▶ What is expected: Could you copy the data below line for line, exactly as it stands, but without the pictures?

•••••

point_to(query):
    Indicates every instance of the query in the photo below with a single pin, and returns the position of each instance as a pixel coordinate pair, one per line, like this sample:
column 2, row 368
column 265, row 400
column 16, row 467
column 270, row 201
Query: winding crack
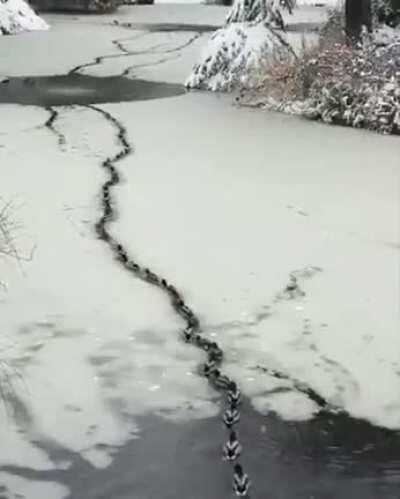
column 54, row 114
column 301, row 387
column 191, row 333
column 130, row 53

•••••

▶ Solution to this exercise:
point_to(query):
    Indicates every instance of the query in the photo below with a single pin, and returns the position of each instance as a pixel coordinate pair, one per line, like this sample:
column 2, row 368
column 265, row 400
column 16, row 467
column 270, row 201
Query: winding crack
column 54, row 114
column 301, row 387
column 191, row 333
column 130, row 53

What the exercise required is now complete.